YOUR OBJECTIVE » Continue the article on the euro area's economy and a possible September rate hike, starting after its final sentence.
EXCERPTED PASSAGE Start Marker
Economists see another rate hike in the euro area, but some skepticism remains about whether the rise will happen in September or at a later time. Preliminary business PMI figures for August could provide fresh insight on Wednesday at 08:00 GMT. Even if there's another bad report, a September rate hike might still happen, but it could also be the last. The euro could extend its downleg in this case, unless the Fed chief sends strong dovish signals during the Jackson Hole Symposium.
Eurozone economy between recession and stagnation
ECB president Lagarde could not clarify if interest rates will rise by another quarter percentage point in September at her latest press conference in July. Instead, she messaged investors that the rate decision will be based on data as inflation is abating, but it’s not at the 2.0% target, while growth risks are pointing downwards.
The truth is that the eurozone economy is not in a great shape. Some member states such as the Netherlands and Poland have already confirmed two negative consecutive quarters despite the bloc barely avoiding a technical recession in Q2.
Germany, Eurozone’s growth engine and the fourth largest economy in the world, is also at the edge of a cliff even before rate increases start to have a real impact on the economy. The ongoing war in Ukraine that restricted access to cheap gas prices, worker shortages that weigh on the manufacturing sector, and economic woes in China, are dampening hopes for a quick recovery, with IMF analysts foreseeing a 0.3% German contraction in 2023.
August flash business PMIs to ease further
On Wednesday, the preliminary S&P Global PMI survey for August could be more evidence that the euro area is still treading water. The manufacturing index is expected to slip to 42.5 in August from 42.7 in July. Likewise, the services gauge could retreat from 50.9 to 50.4, driving the composite index marginally lower to 48.5 in the contraction area. German and French PMI indices could send the first warning over a struggling eurozone business sector half an hour earlier.
September rate hike loses popularity
The probability of a 25bps rate hike had fallen to 63.8% in futures markets on Friday from above 70% previously. A bleaker-than-expected business PMI survey could change the odds to a flip coin, likely sinking the battered euro/dollar into the 1.0800-1.0830 support zone. The pair has suffered an ugly 4.0% downfall over the past month on the back of signs the US economy is relatively more resilient, whereas eurozone’s economic conditions are fragile enough to question whether there is a need for another rate hike by the end of the year.
EXCERPTED PASSAGE End Marker
ENTRIES PROVIDED Start Marker
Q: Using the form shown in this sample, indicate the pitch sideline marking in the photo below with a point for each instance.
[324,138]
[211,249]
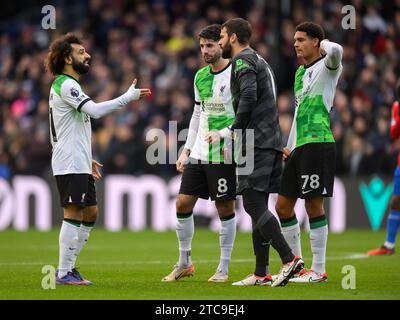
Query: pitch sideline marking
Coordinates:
ENTRIES PROVIDED End Marker
RESPONSE BOX »
Investors forecast a terminal interest rate slightly higher at 4.0% in the eurozone while pricing a small chance for two rate cuts in the second and third quarters of 2024. It may take some time until core inflation eases towards the central bank’s 2.0% symmetrical target, especially if inflation expectations stay above that level over the next couple of years. Therefore, the central bank could stay open to additional tightening, though given that the biggest part of the tightening phase is behind us, policymakers could debate only moderate rate increases in the months ahead.
It’s worthy to mention that household savings have fallen back to pre-pandemic levels in Germany and households’ demand for loans has plummeted to the lowest in nine years. Hence, a more cautious approach on the monetary front would not be very surprising.
In the event the eurozone’s business PMI figures show some improvement, setting the stage for a September rate increase, euro/dollar could return to 1.0900. The 20- and 50-day exponential moving averages (EMAs) could attract attention as well around 1.0950, though for an impressive recovery above the constraining trendlines and the 1.1000 round-level, Fed chief Jerome Powell will need to sound surprisingly dovish at his Jackson Hole speech next Friday.